* _EXERCISE INSTRUCTIONS_
- A) Can you write out the Onchan local history passage, word for word, from "He was Onchan" up to and including "owned 164 properties."?
- B) How might the account of Onchan and the builder Alex Gill go on? Write the next part, starting after its last sentence.

* _ARTICLE_
====

Here there was the opportunity for recreation and social events including a bowling green and tennis courts. The complex was sold in October 1947 and became “Taylor’s” where, in addition to table tennis and snooker inside the pavilion, tennis and putting were available on grassed areas outside and conveniences were added internally in 1948.
The Royal Avenue Social Club then built new premises called Pennington Hall in the corner of Onchan Park which provided facilities for snooker, dancing, whist drives etc. It later became a television repair works and currently serves as a depôt for the commissioners’ parks department.
Here is another area developed by Alex Gill but what the reader might not know is that he had already built the houses in Palace Terrace on Douglas Promenade and was at the same time building up the “drives” leading off Central Promenade.
He was Onchan born and trained as a mason with his father. He borrowed the money to build the houses but when they were erected he let them rather than selling them, using the rent to cover the loan charges. At the time of his death in 1919 he owned 164 properties.

====

* _GIVEN INFORMATION_
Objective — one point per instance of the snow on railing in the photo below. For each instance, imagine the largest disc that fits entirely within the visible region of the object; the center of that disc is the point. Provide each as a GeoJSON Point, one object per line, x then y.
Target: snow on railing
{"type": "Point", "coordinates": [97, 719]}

====

* _EXPECTED RESPONSES_
- A)
He was Onchan born and trained as a mason with his father. He borrowed the money to build the houses but when they were erected he let them rather than selling them, using the rent to cover the loan charges. At the time of his death in 1919 he owned 164 properties.

- B)
Royal Avenue West houses appear to have been started in 1904 after Gill purchased the site in September that year for £2060 they were built in groups on a serpentine route overlooking the natural ravine below. The first nine houses were occupied in 1905 and the last group of six at the top end in 1912. The houses were identical in their appearance but lost is the pointed slender glass canopy that each one had over the door. The largest of these purpose built boarding houses was the first, for many years known as “Stead’s” after the proprietor. It appeared to be three houses in width but because of the angle of the properties was really two and a half widths tapering backwards. |
The houses of Royal Avenue West with the roughness of The Lhergy (Port Jack Glen) showing in the foreground. |
In 2002 this property was demolished and a new block of apartments built on the site being complete in 2003. Although only slightly taller than the existing properties the lower level garage looks like a dungeon with bars on the openings projecting above the boundary wall.